[AUSZUG]
Digital und analog werden bei mir gemischt, ich bin aber zwiespältig gegenüber den digitalen Tools eingestellt. Die Mittel sind sehr effektiv, aber man starrt stets in einen Bildschirm und ich vermisse das Gefühl von Papier. Skizziert werden die Seiten darum mit Bleistift, das Reinzeichnen erfolgt digital – was Zeit spart, besonders bei Rasterfolien und Flächen.
Wie bist du auf das Thema von «Severed» gekommen?
Die Hauptfigur von Akane ist wie aus dem Nichts erschienen, zu Beginn noch mit einem Roboterarm. Aus den Überlegungen, wie sie zu diesem Arm kam, was dahinter steckt, bin ich zum Inhalt von «Severed» gekommen – auf eine Art, die zwischen Kontrolle und Zufall lag.

[SCHRIFTLICHER AUFTRAG] Schreib aus dem Auszug die Stelle Wort für Wort ab, die mit „Die Hauptfigur von“ anfängt und bis einschließlich „und Zufall lag.“ weitergeht.

[ENTNOMMENES MATERIAL]
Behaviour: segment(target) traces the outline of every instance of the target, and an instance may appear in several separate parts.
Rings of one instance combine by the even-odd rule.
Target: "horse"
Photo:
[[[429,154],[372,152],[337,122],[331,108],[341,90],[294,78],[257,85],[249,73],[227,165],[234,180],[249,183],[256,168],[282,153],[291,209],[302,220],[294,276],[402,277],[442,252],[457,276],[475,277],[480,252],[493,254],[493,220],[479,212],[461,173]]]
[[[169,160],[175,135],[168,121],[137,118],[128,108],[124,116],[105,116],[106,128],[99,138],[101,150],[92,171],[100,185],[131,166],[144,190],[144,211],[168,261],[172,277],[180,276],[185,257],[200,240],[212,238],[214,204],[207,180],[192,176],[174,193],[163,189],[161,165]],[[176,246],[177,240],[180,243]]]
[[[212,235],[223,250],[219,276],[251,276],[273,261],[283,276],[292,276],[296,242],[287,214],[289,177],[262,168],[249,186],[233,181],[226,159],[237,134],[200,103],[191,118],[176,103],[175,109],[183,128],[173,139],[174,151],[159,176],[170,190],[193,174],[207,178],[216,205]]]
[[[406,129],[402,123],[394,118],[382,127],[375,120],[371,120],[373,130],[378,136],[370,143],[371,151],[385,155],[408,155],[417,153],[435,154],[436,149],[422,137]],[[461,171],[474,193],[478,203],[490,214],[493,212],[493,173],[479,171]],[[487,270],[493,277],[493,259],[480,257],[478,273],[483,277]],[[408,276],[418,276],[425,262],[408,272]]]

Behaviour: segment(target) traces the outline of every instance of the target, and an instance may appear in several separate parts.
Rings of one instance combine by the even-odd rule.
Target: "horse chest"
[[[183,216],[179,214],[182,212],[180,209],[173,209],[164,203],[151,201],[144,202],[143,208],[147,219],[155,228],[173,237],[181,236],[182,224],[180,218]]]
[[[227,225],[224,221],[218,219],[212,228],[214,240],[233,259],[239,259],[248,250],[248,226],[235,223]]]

[RICHTIGE ANTWORT]
Die Hauptfigur von Akane ist wie aus dem Nichts erschienen, zu Beginn noch mit einem Roboterarm. Aus den Überlegungen, wie sie zu diesem Arm kam, was dahinter steckt, bin ich zum Inhalt von «Severed» gekommen – auf eine Art, die zwischen Kontrolle und Zufall lag.